Read Delirium Online

Authors: Jeremy Reed

Delirium (8 page)

             
And to what did he return? Smashed glass on the floor. Verlaine’s ugly imprecations, the sexual pleading of a dipsomaniac. Rimbaud was too strong to sink to this sort of thing. His excesses were taken as part of a poetic experiment, but he kept in control. He was always bigger than it, whereas for Verlaine absinthe was like a glacial pyramid around which his diminutive figure wandered, all the time decreasing in stature.

             
During this time Rimbaud may well have visited the Chinese opium dens by the river. His fascination for ships was not unlike that of Hart Crane’s, and both men looked on the sea and sailors as a source affording access to ineffable mysteries. Crane’s ‘The seal’s wide spindrift gaze towards paradise’ belongs to the same thalassic mythology as Rimbaud’s ‘And at times ineffable winds would lend me their wings’ from ‘Le Bateau ivre’. Both poets conceived of poetry as inextricably linked with the out there — the expansive skyline.

             
It is possible that Rimbaud formed connections with sailors and dockers at this time — the cosmopolitan nature of the docks with their multifarious commerce was likely to stimulate his desire for travel. Rimbaud’s great sea voyage had been undertaken as an imaginative journey; now he could see the big ships put in, smell the salt on their hawsers, watch the excitement of men come ashore from all quarters of the globe. There was commerce, profiteering, and there were drugs, animals, exotic cargoes, squalor, slavery, sexual liberties. Rimbaud was fascinated by this other world, which seemed to combine action with dream, voyage with contemplation. When he writes of the sea it is with the verbal opulence that St-John Perse was later to adopt in his extravagant oceanic mosaic,
Amers
.

STORED RECORDS.
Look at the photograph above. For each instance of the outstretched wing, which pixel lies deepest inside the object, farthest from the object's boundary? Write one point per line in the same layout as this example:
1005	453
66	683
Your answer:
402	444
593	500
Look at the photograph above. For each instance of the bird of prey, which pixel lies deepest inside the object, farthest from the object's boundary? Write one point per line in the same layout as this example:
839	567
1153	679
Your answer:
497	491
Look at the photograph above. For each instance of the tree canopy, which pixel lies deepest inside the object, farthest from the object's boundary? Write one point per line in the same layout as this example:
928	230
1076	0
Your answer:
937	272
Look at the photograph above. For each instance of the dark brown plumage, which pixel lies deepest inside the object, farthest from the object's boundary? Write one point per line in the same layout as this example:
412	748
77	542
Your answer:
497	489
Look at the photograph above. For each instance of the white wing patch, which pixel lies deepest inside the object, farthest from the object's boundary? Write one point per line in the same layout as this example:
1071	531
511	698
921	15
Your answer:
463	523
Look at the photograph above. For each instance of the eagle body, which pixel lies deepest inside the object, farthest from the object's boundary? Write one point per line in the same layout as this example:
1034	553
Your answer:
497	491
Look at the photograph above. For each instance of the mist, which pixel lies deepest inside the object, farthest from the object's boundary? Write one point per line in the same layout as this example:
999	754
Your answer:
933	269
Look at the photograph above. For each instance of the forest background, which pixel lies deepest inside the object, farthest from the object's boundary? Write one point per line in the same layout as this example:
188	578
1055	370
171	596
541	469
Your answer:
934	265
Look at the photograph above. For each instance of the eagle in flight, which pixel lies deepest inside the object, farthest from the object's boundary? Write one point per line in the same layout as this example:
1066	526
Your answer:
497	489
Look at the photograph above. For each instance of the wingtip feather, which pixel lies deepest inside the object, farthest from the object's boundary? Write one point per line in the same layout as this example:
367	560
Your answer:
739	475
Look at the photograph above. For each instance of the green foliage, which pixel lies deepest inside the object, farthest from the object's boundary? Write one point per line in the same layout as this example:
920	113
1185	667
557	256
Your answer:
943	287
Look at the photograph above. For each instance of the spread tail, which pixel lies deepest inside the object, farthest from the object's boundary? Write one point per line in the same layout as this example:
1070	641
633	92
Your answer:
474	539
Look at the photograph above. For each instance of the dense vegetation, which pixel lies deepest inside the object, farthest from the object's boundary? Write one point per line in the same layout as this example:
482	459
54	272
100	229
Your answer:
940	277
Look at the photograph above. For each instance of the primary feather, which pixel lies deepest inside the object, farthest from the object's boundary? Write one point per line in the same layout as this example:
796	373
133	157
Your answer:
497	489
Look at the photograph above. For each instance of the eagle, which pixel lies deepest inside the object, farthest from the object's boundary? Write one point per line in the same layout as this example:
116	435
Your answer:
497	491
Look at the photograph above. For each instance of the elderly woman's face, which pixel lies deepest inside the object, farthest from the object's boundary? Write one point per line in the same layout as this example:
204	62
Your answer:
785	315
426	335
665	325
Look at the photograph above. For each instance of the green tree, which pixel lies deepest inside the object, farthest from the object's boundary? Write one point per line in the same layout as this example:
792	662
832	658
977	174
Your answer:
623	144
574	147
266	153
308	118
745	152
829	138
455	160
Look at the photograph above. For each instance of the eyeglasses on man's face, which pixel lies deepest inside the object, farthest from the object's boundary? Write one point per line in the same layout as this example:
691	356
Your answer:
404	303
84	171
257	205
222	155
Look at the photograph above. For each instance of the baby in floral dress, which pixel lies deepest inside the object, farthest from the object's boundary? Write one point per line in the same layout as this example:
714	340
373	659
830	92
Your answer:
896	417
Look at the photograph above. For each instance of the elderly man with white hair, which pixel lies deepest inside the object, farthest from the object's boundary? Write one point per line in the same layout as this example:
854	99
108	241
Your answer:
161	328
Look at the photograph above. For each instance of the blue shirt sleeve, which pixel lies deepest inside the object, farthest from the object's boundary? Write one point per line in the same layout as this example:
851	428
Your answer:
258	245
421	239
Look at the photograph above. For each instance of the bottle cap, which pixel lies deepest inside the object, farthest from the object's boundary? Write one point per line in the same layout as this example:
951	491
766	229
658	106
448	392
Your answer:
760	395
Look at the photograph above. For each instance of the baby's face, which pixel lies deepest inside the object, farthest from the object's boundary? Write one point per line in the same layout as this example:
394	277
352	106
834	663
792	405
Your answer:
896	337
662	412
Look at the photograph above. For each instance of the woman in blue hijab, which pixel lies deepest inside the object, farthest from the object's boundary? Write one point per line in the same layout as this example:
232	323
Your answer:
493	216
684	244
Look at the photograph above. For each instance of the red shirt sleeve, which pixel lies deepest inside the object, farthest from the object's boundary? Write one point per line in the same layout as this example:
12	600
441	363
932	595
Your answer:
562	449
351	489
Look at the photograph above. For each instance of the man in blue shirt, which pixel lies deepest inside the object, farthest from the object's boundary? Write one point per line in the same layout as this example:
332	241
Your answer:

DIRECTIONS. Go on with the passage about Rimbaud and the sea by writing what follows its last sentence.

RESULT OF THE EXERCISE.
 

Ladies strolling on terraces by the sea; children and giants, magnificent blacks in the green-grey moss, jewels standing on the rich soil of groves and thawed gardens — young mothers and older sisters whose eyes are full of pilgrimages, sultanas, princesses whose walk and clothes are tyrannical, foreign girls and those who are serenely unhappy. (‘Enfance’,
Les Illuminations
)

 

              It is noticeable how one perception follows another, not so much as a stream of consciousness but as a collision whereby the friction generated by an image corresponds to an immediate visual successor. The feeling of disorientation that one undergoes in reading
Les Illuminations
is not dissimilar to the surprise connections made when one is spaced out on drugs. Things happen a long way away, and then surprise one by coming up close. Disjunction and conjugation of visual images are under such an accidental state. You can be preoccupied with a crack in the ceiling which expands to a seismic flaw with houses tilting lopsidedly above a valley — it is there and it is real — before the importance of a matchbox or table item takes over. The poetic image marries the earthquake and the matchbox. And it happened when? A minute, an hour or a year ago? There is no time for the user until the metabolism alerts the body to the insistence of renewing its need.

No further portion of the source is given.